**Directions**
Extract every line from the listing below that contains the string "skyscraper", and copy each one unchanged.

**Provided data**
=-=-=

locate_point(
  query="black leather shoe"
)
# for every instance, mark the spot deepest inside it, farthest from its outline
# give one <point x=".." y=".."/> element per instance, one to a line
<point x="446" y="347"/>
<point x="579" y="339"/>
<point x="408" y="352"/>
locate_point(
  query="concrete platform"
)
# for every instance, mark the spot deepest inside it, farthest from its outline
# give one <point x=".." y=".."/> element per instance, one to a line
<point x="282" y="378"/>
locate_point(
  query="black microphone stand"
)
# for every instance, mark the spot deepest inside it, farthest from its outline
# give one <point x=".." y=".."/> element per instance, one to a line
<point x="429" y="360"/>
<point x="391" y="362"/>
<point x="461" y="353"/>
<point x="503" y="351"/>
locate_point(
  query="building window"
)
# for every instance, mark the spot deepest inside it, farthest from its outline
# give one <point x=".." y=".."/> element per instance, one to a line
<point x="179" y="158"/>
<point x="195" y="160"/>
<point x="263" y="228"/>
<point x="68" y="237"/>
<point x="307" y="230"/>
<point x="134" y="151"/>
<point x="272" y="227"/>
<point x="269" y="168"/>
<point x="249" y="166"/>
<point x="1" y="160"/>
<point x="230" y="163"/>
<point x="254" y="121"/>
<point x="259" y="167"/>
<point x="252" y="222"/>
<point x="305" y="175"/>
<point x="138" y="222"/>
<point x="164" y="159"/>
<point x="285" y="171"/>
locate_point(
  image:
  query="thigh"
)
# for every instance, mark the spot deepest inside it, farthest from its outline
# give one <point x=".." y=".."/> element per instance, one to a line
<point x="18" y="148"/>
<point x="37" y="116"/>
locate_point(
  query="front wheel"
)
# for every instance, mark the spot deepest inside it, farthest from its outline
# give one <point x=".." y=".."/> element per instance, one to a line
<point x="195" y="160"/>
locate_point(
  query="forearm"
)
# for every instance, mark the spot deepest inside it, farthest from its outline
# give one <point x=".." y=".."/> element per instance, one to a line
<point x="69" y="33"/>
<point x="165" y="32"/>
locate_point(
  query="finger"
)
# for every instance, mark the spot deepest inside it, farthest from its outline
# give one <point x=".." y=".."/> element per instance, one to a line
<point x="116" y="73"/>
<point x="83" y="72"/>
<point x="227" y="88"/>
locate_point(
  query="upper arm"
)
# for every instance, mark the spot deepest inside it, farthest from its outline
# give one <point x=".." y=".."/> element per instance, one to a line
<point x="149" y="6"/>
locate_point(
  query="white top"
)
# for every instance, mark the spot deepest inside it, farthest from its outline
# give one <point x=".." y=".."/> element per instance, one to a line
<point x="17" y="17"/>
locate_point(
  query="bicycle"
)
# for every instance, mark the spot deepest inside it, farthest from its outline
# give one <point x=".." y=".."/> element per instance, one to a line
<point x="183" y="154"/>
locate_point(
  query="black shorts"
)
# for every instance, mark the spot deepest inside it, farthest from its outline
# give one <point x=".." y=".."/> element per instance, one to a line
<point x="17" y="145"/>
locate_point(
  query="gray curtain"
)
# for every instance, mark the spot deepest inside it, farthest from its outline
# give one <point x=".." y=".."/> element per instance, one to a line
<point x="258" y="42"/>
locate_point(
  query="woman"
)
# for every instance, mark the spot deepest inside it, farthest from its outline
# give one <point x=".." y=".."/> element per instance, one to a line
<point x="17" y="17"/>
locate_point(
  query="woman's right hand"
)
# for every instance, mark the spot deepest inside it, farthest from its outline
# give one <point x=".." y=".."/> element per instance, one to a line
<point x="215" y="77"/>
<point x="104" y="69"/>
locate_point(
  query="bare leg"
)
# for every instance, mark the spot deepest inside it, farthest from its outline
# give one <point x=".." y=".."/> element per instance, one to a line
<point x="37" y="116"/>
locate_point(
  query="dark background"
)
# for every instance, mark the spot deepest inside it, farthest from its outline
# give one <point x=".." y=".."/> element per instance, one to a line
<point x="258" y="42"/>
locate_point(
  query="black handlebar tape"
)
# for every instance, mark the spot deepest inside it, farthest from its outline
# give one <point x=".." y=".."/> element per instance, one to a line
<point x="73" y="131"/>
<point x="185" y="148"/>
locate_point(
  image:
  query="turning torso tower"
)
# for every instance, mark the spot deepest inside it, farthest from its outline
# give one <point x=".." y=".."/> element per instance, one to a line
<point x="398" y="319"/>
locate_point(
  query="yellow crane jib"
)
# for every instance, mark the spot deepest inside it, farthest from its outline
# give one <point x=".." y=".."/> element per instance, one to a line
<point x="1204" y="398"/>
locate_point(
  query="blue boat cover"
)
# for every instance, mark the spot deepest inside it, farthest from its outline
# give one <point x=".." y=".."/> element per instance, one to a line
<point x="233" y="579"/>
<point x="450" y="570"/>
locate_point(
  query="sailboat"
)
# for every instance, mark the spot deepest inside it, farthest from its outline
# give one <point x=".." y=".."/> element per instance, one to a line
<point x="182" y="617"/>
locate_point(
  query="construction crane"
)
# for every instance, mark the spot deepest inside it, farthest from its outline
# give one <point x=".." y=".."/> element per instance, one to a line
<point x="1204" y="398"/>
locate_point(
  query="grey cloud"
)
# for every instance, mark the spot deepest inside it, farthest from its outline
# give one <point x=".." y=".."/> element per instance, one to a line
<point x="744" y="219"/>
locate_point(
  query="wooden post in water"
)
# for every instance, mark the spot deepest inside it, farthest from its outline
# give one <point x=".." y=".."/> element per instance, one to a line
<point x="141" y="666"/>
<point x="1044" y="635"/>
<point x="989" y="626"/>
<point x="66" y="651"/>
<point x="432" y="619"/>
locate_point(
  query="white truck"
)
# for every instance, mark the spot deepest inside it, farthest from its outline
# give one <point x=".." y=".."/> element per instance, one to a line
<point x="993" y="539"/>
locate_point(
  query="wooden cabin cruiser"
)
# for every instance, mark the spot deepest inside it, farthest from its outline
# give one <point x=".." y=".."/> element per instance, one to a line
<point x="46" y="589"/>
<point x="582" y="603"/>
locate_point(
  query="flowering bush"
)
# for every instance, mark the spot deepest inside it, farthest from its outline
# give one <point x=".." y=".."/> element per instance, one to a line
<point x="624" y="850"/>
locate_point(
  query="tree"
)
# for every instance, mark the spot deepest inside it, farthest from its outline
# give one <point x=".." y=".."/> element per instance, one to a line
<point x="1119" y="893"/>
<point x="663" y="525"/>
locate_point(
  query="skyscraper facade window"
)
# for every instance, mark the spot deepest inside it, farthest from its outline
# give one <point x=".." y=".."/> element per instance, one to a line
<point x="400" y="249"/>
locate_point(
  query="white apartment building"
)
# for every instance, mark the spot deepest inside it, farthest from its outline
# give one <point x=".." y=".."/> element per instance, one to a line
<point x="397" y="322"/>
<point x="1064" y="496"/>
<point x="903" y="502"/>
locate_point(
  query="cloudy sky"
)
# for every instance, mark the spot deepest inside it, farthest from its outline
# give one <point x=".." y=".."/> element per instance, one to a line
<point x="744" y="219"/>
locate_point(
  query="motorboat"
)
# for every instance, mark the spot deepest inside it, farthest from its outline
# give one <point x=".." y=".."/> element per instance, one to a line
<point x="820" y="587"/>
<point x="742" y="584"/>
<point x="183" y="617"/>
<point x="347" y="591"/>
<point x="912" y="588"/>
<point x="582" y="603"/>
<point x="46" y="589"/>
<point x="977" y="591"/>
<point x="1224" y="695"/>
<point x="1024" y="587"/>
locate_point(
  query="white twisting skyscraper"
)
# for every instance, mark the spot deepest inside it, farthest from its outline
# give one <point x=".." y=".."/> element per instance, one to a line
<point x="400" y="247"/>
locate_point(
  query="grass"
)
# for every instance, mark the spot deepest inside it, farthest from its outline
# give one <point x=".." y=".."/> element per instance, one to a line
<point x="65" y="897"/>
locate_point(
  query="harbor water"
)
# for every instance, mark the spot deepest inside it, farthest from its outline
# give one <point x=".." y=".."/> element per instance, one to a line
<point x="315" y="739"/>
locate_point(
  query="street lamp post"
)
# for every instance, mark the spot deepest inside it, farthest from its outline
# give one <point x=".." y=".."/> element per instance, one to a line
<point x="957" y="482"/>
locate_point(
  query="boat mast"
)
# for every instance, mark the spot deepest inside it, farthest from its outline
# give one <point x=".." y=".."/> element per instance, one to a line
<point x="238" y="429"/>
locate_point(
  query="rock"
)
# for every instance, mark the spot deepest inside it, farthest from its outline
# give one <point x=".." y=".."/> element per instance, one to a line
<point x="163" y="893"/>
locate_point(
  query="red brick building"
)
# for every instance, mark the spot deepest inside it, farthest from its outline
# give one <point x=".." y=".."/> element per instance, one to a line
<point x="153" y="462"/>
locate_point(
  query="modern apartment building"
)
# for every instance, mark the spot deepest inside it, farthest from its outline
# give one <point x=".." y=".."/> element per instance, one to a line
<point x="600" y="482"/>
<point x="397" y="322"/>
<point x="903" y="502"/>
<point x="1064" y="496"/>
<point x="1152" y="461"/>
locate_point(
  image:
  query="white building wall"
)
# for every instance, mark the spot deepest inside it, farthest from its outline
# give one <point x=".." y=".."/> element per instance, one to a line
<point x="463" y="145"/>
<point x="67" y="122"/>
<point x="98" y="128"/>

=-=-=

**Response to the exercise**
  query="skyscraper facade window"
  query="white twisting skyscraper"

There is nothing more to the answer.